First, there is little debate on the global front. Eminem has popularised and evolved rap and hip-hop more than anybody else, both in sales and ability/flow for the most billions of people. Em will go down in history as one of the last great shifts in rap flow and cadence, which are some of the foundational elements of rap. According to Wiki, 'Rakim, The Notorious B.I.G., and Eminem have flipped the flow'. These three are now seen as the cornerstones of rap, and will cement the basic schema for all future rap. That Wiki article also notes:
'Kool Moe Dee adds, "in 2002 Eminem created the song that got the first Oscar in Hip-Hop history [Lose Yourself] ... and I would have to say that his flow is the most dominant right now (2003)"'
I would like to add that Em's flow is still one of the most dominant, 20 years later, either from himself or the rappers he influenced.
Globally, this was the biggest shift in rap flow and rap in general. More locally (America), it's one of the biggest shifts in flow and overall style within rap; hence, Em is often compared to the likes of Rakim and Biggie, and Rakim himself once highly praised Em. I can personally see a lot of Biggie in Em's overall persona -- wit and vulgarity -- and flow on the mic. Em is just way more technical and exacting; whereas, Biggie is shockingly 'chill', which really just means vocally relaxed, natural, and musical in his overall tonality and delivery.
This is how Em has such a profound impact: his three personas -- Eminem, Slim Shady, and Marshall Mathers -- tap into all possible styles and sub-genres of rap and hip-hop. He has something for (almost) everybody. He's still one of the most popular artists today, from Germany to Africa.
The only place we know Eminem is lacking is black America itself (birthplace of rap, possibly in New York around the early-1970s, though the origins of 'rap' pre-date this by some decades. I recall 'rapp' being the etymology. This literally means, 'moving with speed' -- 'strike with harsh, rapid blows'. At some point, this shifted to 'criticize severely', and was likely a form of rhythmic banteroasting between two or more men. This was not nearly as harsh and complex compared to the 1990s (Em, Biggie, Wu-Tang, Rakim, etc.). It was more upbeat with a very basic structure -- but the spirit of murdering on the mic was there right from the beginning).
I cannot actually prove or know where Eminem goes n relation to cultural impact compared to the other rappers, and in terms of local vs. global markets, and the different sub-cultures, but he has to be top #1-3, overall. He cannot possibly be lower than that if we consider global impact of rap itself, not just American impact, and not just hip-hop in general (such as Drake). Although Drake is now following the 'modern flow' of rap, let's call it, this only began around 2014 (9 years ago). Even Jay-Z is nowhere near Eminem in terms of sales, views, and global impact -- the primary metrics so far, yet Jay-Z is ranked #1 on their list.

### Information shown
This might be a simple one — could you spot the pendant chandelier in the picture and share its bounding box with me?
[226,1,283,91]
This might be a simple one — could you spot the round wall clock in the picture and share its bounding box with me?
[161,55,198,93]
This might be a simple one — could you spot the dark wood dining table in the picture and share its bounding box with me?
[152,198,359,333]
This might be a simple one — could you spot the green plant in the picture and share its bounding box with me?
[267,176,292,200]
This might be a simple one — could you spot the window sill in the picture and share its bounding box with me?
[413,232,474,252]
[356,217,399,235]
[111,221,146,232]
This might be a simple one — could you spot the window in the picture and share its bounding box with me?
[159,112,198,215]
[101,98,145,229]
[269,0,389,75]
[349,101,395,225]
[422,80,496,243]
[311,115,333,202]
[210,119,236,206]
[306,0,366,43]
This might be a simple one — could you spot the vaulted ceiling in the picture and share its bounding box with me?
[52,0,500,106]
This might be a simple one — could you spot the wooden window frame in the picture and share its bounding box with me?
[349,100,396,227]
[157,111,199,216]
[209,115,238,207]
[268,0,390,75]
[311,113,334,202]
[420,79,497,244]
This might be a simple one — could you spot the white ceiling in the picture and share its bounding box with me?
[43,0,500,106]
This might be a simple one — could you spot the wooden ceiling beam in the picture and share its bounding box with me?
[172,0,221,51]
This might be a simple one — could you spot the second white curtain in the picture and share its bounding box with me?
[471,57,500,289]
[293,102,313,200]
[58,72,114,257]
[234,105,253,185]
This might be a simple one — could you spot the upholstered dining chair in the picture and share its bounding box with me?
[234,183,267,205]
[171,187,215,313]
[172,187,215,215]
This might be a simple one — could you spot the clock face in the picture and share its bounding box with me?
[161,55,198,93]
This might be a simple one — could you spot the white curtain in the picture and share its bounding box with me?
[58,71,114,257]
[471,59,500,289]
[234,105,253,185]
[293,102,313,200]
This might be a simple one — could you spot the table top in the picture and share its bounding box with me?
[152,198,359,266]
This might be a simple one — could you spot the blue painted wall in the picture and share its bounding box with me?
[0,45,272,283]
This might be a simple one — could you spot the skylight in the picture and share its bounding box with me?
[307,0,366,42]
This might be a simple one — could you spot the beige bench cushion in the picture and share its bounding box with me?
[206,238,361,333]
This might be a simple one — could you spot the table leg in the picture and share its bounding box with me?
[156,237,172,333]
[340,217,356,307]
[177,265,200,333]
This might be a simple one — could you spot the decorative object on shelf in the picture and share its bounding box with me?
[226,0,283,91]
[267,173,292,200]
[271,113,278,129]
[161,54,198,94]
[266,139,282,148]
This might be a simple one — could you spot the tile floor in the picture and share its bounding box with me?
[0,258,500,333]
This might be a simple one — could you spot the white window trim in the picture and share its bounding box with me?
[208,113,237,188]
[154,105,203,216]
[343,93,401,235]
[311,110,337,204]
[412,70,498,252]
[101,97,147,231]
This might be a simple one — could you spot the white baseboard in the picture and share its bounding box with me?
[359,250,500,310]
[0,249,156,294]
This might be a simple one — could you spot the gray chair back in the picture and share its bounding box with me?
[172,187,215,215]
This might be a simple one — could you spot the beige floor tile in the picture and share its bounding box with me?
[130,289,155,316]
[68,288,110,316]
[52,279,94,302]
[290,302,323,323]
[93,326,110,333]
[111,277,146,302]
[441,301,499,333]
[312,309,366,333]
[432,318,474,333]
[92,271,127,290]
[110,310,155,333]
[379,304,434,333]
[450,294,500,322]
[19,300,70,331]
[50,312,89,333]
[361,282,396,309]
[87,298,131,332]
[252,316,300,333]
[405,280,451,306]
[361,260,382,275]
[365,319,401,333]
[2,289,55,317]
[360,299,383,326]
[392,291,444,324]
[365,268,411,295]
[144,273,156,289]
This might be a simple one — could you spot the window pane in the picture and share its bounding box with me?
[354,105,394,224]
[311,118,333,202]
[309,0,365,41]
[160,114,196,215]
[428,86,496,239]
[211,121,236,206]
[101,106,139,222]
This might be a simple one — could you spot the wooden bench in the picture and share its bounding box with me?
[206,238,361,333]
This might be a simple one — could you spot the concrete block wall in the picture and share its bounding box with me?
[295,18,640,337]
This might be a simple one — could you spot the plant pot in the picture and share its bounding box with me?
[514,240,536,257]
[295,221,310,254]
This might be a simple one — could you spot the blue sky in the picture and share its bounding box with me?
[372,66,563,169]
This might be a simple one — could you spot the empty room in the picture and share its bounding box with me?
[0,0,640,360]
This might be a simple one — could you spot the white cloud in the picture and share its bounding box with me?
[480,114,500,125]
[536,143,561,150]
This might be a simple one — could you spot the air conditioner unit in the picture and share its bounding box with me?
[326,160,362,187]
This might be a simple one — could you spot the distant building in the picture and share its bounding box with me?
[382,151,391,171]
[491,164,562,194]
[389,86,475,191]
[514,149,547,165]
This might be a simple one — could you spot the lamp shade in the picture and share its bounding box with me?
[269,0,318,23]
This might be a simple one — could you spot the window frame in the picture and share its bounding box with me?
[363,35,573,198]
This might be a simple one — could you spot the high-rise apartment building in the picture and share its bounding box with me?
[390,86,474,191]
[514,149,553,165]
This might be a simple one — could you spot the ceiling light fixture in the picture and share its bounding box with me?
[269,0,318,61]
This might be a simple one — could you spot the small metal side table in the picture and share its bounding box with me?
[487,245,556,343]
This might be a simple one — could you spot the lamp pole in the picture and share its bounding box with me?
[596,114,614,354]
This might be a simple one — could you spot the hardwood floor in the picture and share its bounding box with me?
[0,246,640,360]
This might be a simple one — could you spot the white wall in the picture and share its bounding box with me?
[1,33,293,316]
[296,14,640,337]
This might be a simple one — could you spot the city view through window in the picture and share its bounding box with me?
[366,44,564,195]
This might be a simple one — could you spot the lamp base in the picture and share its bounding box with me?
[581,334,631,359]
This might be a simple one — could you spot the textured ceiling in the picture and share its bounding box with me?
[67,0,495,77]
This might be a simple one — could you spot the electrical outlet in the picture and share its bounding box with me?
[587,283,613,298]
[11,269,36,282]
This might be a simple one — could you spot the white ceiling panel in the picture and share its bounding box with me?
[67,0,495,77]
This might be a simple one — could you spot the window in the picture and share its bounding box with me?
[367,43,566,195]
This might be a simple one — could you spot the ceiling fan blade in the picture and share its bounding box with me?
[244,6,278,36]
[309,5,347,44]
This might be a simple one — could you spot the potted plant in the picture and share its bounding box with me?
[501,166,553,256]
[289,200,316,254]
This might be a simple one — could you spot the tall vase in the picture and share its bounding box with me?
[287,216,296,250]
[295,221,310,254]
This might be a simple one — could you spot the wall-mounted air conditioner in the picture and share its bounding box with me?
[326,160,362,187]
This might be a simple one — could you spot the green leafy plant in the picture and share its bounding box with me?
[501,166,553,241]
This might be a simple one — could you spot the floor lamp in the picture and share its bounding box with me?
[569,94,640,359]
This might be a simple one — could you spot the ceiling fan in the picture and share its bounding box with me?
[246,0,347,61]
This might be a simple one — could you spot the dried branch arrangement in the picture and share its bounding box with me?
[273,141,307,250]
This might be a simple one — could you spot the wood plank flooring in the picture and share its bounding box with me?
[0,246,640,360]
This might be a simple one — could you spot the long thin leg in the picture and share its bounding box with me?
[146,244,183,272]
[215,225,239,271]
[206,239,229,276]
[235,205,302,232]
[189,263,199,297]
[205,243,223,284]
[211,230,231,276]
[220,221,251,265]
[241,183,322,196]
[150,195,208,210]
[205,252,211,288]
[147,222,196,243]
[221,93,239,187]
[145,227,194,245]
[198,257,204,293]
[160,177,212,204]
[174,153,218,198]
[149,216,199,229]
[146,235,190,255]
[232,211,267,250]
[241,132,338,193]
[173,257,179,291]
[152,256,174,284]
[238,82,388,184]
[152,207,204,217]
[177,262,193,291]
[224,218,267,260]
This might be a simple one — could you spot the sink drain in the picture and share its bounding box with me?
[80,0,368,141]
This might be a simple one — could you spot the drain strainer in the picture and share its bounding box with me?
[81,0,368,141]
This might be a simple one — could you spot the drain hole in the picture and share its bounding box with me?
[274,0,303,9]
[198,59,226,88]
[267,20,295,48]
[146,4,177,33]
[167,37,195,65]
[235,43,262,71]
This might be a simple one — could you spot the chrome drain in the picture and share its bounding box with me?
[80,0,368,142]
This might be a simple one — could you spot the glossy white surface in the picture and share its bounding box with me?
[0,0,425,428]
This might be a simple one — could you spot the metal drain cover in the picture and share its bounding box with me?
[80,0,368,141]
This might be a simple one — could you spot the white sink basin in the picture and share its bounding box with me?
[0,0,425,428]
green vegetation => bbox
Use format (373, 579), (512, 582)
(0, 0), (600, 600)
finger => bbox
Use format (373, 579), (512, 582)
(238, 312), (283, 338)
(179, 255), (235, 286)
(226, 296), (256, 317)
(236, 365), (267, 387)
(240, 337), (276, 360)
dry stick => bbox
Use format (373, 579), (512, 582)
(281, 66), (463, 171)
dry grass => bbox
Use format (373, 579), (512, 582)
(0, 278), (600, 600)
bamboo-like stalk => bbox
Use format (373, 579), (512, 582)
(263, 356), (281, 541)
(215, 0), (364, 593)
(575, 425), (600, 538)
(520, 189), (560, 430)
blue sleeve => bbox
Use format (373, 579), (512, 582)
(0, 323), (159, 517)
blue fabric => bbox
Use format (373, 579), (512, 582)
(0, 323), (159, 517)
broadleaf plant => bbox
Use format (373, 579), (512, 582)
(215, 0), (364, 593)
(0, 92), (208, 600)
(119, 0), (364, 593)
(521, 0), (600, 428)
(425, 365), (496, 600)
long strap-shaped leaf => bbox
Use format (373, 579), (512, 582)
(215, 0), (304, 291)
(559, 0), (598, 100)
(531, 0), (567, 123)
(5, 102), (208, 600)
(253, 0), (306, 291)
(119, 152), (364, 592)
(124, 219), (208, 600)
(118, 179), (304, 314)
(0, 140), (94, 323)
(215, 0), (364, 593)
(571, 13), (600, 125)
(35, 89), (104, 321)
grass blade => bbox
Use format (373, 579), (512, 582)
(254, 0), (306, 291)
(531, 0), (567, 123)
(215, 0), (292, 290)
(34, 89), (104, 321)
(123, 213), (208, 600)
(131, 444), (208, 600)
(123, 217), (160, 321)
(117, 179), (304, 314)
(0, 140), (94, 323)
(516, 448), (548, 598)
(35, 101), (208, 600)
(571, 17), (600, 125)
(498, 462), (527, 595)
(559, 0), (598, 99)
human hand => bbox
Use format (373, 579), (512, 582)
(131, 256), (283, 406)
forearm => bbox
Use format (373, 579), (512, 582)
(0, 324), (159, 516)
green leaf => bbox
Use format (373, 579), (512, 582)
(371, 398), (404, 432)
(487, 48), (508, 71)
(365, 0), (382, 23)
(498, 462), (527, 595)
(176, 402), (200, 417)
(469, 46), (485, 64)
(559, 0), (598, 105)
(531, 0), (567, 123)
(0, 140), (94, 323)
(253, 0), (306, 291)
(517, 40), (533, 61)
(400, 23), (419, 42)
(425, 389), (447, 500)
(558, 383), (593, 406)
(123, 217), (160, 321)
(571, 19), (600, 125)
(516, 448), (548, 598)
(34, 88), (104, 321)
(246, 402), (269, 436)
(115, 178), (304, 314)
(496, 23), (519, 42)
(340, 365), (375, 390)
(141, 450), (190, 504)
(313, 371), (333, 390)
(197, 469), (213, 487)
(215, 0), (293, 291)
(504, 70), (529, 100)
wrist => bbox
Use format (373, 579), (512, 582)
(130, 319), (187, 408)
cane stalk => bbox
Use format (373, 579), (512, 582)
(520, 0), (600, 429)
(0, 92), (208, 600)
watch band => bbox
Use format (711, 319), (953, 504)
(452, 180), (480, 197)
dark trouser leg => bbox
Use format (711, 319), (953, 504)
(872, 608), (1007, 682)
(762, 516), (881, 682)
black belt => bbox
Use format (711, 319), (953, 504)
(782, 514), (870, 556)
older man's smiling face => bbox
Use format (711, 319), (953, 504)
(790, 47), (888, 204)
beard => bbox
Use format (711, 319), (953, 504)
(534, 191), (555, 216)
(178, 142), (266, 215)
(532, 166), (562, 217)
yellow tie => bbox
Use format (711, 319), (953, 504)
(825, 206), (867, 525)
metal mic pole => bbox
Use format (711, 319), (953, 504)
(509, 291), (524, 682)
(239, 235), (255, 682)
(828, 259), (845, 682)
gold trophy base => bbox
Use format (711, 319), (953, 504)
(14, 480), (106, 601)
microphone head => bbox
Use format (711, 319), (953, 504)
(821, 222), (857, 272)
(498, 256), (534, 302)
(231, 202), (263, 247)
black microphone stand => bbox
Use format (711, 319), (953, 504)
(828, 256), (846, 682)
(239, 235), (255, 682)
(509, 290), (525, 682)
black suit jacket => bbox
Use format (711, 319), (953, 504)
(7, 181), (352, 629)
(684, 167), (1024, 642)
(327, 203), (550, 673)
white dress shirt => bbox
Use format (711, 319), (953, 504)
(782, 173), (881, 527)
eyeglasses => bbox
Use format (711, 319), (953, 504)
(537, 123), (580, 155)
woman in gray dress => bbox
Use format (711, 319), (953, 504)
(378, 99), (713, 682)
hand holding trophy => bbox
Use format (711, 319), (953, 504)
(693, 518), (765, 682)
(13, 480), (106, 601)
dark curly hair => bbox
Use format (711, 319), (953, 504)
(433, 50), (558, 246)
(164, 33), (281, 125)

### Given request
Please set down the part of the Eminem passage above from "I cannot actually" to "on their list.", word for word.

### Task response
I cannot actually prove or know where Eminem goes n relation to cultural impact compared to the other rappers, and in terms of local vs. global markets, and the different sub-cultures, but he has to be top #1-3, overall. He cannot possibly be lower than that if we consider global impact of rap itself, not just American impact, and not just hip-hop in general (such as Drake). Although Drake is now following the 'modern flow' of rap, let's call it, this only began around 2014 (9 years ago). Even Jay-Z is nowhere near Eminem in terms of sales, views, and global impact -- the primary metrics so far, yet Jay-Z is ranked #1 on their list.